## Tasks to complete
• a. List the children of Ma Durga named in the Durga pujo text below.
• b. From the Durga pujo text below, extract everything from "The number of Durga pujo pandals in Bengal: 40,000." down to "-- physical collapse.".

First some number crunching.
The number of Durga pujo pandals in Bengal: 40,000.
The number of Durga pujo pandals in Kolkata: 3,000.
For comparison, Mumbai has around 200-odd Durga pujo pandals.
Durga pujo is Bengal's biggest, spendiest, happiest, cultural and quasi-religious fiesta. Nothing, nowhere, compares to Durga pujo in Bengal. This is the time the kaash phool (wild sugarcane, remember that scene in Pather Panchali as the children scamper towards the train through the kaash phool) and shuili phool (night jasmine) embraces Ma Durga as she along with her children -- Lakshmi, Saraswati, Ganesh and Kartik -- come down from Mount Kailash to her mom's home.
Life comes to a halt before it -- anticipation -- and after it -- physical collapse.
The phantasmagoria behind Durga pujo pandals and the deity begin a year before pujo. So, the moment this pujo is over, ideation and planning for next year's begins. The artistry of Durga pujo pandals and the deity outside Kolkata is very poor, but be that as it may, what unites Durga pujo festivities everywhere is the sheer exuberance and joy of pandal-hoppers.
It's about being dressed to the nines, slurping a mutton shank, doing the dhunuchi dance, or simply an adda session in the pandal, lazily listening or watching the cultural splendour of drama-dance-music on stage.
Facebook recipe reels over the last few days have been popping up to remind me of 'vrat ka khana' (satwik vegetarian food without onion, garlic eaten by non-Bengalis at the time of Navratri).
Durga pujo pandal-hopping Instagram reels, on the other hand, show you around some of the magnificent pandals in Kolkata with the blogger/influencer then moving the camera away from Ma Durga's face to close-up of a chop, cutlet or Mutton Rezala at one of the 'must-eat' restaurants near that pandal.
This is because most Kolkata pandals do not have food stalls unlike the ones outside Kolkata. So, when you have begun pandal-hopping at 6 pm and ended at 6 am, you are bound to get hungry.

## Entries provided

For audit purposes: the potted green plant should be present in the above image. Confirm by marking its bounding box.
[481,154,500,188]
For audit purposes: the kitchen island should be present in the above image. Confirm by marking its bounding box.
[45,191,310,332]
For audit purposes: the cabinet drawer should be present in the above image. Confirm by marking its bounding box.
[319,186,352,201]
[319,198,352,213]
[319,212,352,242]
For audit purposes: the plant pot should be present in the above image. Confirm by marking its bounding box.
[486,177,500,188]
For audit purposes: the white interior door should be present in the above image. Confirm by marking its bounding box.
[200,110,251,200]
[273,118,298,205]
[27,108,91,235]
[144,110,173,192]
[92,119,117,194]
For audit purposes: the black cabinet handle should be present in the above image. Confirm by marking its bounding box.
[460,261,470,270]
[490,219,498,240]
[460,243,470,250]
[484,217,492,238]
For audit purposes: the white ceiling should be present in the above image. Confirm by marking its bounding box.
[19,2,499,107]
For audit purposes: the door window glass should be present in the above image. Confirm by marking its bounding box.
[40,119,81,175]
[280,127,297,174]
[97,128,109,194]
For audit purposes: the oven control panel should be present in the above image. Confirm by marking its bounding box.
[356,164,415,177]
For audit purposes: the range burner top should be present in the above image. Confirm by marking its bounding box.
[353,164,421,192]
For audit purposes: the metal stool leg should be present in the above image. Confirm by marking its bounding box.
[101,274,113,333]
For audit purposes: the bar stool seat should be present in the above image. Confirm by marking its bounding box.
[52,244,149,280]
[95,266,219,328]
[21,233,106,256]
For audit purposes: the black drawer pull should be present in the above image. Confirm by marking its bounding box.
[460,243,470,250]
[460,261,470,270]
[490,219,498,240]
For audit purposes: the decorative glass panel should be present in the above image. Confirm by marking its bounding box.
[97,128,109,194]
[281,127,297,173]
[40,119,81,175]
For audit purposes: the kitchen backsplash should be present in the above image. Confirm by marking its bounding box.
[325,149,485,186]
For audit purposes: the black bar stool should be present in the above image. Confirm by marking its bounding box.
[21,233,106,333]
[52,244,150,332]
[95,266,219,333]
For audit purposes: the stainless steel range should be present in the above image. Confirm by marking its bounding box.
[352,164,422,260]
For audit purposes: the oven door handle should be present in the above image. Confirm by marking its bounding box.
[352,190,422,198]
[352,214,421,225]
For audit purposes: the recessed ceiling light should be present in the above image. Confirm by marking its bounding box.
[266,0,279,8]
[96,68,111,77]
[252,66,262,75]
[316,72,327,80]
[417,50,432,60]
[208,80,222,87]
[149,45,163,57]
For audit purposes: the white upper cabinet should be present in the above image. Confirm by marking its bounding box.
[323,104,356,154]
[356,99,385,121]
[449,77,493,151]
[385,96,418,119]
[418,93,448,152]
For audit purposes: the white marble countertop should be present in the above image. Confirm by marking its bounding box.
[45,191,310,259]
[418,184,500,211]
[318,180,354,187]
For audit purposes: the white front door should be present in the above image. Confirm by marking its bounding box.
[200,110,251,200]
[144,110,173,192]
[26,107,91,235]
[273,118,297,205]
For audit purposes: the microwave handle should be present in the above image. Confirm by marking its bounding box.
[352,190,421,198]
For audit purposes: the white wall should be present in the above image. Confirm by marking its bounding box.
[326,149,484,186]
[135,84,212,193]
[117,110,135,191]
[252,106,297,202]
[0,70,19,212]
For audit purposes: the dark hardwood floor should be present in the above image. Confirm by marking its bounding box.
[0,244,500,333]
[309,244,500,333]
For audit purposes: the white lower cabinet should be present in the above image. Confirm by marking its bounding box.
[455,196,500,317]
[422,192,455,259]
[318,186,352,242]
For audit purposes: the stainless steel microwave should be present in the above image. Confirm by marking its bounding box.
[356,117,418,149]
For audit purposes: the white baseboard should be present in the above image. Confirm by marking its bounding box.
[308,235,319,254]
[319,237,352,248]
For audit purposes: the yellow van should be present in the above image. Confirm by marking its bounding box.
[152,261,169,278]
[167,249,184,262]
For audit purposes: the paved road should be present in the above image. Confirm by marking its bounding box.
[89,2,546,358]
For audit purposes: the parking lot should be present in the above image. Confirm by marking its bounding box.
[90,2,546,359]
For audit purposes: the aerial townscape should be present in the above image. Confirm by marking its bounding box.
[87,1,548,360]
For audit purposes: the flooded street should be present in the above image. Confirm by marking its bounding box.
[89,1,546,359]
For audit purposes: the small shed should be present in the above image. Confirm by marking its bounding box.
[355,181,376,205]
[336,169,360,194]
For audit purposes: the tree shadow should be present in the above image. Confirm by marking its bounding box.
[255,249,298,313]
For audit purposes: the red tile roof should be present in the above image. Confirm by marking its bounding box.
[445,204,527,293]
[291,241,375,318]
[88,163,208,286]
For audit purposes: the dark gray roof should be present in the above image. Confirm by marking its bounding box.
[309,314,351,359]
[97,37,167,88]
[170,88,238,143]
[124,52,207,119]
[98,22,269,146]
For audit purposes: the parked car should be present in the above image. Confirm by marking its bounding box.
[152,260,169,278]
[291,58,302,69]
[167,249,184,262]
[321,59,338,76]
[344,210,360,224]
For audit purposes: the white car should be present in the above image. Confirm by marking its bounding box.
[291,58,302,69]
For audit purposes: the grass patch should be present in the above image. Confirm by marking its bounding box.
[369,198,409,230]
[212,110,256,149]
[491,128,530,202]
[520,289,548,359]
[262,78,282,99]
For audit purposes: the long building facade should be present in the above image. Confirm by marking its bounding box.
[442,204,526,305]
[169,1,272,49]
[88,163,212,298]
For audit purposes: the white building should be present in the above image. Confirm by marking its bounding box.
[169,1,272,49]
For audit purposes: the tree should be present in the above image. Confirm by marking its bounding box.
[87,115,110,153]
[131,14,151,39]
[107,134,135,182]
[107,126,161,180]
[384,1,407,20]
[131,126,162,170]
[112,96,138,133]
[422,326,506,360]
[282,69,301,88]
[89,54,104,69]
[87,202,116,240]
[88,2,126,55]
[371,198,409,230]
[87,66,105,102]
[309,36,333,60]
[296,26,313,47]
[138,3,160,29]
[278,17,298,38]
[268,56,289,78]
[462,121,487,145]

* * *

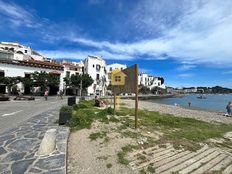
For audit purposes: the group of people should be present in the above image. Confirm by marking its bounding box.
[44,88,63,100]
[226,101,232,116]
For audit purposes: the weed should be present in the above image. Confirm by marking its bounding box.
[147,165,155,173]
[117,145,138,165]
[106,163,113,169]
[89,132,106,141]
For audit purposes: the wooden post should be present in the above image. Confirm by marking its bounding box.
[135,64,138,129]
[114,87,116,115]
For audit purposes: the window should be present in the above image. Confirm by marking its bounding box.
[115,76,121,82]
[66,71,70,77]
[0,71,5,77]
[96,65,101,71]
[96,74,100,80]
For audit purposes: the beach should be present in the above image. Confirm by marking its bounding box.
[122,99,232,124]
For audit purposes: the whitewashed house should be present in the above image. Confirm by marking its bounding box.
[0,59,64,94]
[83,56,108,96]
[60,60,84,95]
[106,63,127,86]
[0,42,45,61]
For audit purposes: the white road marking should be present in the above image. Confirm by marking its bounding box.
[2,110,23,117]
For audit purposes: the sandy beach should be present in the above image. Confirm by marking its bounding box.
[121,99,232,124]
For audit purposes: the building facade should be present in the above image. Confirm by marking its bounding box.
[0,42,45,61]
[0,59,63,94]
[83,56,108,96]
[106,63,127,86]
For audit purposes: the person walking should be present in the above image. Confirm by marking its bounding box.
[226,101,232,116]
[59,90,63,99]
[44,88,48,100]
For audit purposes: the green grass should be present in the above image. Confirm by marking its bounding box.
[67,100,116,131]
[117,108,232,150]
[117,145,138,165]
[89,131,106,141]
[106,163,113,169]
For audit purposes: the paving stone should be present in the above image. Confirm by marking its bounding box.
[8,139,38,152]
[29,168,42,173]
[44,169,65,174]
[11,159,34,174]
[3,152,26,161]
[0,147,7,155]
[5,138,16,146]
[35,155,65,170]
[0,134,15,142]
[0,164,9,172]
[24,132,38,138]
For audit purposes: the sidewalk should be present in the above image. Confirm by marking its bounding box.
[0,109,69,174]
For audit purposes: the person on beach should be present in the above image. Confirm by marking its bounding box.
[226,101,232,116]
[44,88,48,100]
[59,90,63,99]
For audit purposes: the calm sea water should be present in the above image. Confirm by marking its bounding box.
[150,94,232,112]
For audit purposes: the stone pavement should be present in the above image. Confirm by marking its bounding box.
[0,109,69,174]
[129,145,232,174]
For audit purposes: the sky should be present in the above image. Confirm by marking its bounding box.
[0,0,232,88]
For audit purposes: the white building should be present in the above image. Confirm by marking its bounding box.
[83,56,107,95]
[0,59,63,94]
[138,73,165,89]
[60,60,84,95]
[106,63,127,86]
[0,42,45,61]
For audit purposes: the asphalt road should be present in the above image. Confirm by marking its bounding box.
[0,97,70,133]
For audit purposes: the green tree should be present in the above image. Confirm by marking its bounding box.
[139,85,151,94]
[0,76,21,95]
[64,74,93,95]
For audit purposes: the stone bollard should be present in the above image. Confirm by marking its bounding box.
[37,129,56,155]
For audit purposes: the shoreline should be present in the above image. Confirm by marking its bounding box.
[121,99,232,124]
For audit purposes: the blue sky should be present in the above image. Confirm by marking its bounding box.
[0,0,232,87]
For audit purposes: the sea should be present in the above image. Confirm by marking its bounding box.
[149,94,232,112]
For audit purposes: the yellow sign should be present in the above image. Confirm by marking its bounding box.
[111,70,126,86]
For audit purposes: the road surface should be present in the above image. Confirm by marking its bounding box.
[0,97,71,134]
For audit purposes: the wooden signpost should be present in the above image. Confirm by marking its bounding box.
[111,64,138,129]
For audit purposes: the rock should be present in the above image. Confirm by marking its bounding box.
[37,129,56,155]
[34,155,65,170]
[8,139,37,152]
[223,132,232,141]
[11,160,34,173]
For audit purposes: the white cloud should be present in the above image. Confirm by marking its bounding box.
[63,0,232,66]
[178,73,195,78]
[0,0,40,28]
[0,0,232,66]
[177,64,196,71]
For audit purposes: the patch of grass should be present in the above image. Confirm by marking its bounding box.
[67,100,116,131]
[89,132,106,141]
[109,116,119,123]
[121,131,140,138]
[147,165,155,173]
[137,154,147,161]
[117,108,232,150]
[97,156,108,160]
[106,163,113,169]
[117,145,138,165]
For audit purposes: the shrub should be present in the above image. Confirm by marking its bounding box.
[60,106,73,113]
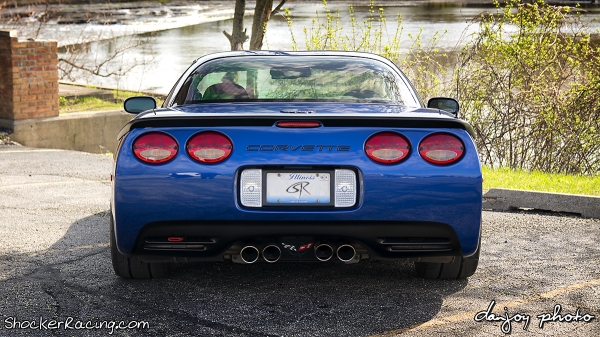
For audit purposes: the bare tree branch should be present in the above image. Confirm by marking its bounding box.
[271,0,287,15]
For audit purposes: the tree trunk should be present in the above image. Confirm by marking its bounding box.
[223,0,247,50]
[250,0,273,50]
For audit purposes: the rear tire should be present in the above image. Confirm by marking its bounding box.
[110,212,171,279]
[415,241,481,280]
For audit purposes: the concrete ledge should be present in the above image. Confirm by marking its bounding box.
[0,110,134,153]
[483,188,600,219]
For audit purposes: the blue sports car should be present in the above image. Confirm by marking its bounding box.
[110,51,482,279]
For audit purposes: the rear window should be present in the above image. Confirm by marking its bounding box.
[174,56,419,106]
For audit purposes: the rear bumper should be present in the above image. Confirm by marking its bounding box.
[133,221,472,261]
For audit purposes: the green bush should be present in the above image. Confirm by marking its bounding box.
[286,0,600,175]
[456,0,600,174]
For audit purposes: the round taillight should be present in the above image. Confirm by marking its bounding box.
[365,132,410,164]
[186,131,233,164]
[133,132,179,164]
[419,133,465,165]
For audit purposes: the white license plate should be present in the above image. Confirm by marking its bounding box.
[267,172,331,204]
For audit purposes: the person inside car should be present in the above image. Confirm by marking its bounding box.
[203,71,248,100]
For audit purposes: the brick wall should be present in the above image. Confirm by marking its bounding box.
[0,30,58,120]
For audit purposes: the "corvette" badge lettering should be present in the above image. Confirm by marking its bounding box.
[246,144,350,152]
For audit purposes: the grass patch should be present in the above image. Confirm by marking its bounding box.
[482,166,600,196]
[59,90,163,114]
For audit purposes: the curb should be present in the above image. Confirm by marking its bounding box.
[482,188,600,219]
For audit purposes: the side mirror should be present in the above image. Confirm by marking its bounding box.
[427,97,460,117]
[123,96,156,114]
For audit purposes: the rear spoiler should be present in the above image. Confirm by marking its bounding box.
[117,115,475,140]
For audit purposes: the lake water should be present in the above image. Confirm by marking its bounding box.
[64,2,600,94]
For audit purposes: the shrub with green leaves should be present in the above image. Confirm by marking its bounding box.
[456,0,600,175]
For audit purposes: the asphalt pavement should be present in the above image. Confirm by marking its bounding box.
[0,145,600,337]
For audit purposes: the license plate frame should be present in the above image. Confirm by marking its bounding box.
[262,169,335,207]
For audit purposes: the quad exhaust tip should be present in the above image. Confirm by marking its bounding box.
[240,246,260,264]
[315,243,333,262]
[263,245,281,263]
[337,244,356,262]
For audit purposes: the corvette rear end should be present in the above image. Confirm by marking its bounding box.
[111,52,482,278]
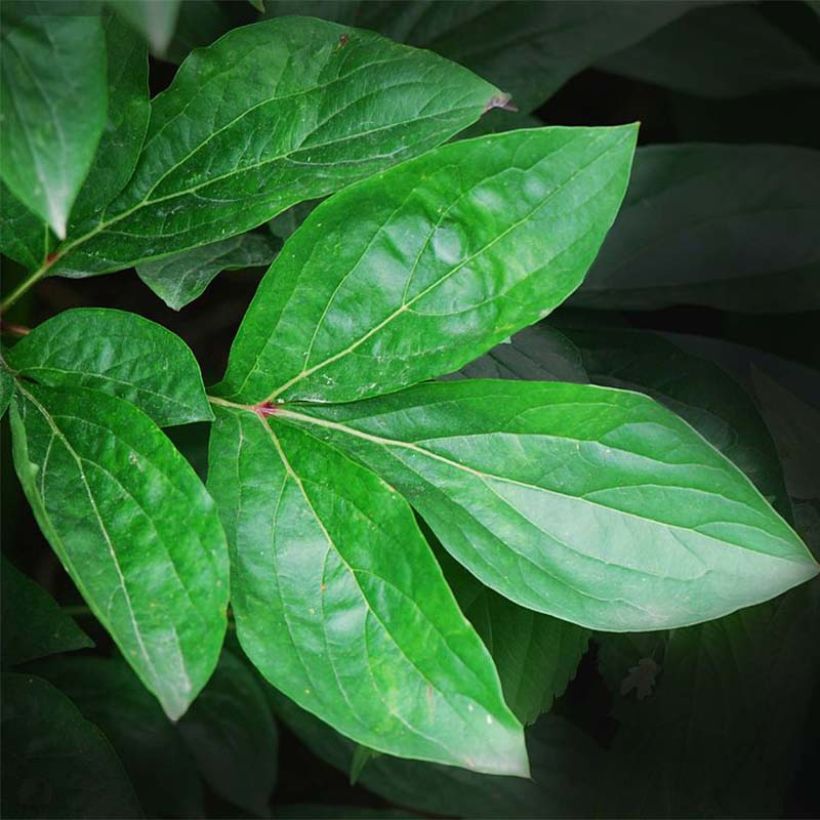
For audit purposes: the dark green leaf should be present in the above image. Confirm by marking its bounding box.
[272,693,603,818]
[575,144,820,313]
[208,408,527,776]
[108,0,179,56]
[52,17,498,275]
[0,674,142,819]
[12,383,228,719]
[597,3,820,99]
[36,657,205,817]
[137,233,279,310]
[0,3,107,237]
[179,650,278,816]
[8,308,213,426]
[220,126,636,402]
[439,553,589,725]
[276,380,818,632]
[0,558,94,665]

==

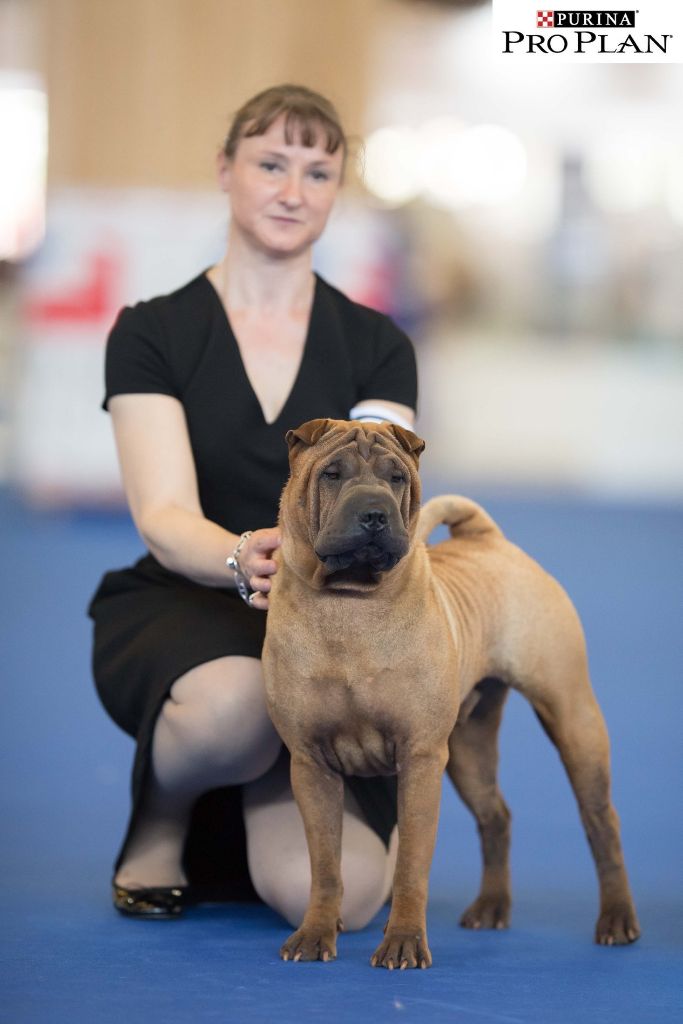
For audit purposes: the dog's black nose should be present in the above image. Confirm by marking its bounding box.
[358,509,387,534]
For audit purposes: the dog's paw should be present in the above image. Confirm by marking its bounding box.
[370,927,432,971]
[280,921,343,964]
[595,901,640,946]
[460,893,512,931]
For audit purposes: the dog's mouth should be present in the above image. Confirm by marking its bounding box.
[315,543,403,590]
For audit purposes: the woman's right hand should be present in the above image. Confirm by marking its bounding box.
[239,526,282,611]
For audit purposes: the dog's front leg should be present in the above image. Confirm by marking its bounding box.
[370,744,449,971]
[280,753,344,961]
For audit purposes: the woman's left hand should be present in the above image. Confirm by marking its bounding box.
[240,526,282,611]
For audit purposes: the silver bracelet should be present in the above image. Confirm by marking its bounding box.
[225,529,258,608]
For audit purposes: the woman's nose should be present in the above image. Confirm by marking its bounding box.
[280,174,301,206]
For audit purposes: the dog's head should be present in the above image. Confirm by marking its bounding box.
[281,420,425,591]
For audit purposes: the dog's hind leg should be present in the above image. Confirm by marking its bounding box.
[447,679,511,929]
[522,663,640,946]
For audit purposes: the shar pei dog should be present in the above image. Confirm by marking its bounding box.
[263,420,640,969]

## Correct answers
• a. Lakshmi, Saraswati, Ganesh, Kartik

• b.
The number of Durga pujo pandals in Bengal: 40,000.
The number of Durga pujo pandals in Kolkata: 3,000.
For comparison, Mumbai has around 200-odd Durga pujo pandals.
Durga pujo is Bengal's biggest, spendiest, happiest, cultural and quasi-religious fiesta. Nothing, nowhere, compares to Durga pujo in Bengal. This is the time the kaash phool (wild sugarcane, remember that scene in Pather Panchali as the children scamper towards the train through the kaash phool) and shuili phool (night jasmine) embraces Ma Durga as she along with her children -- Lakshmi, Saraswati, Ganesh and Kartik -- come down from Mount Kailash to her mom's home.
Life comes to a halt before it -- anticipation -- and after it -- physical collapse.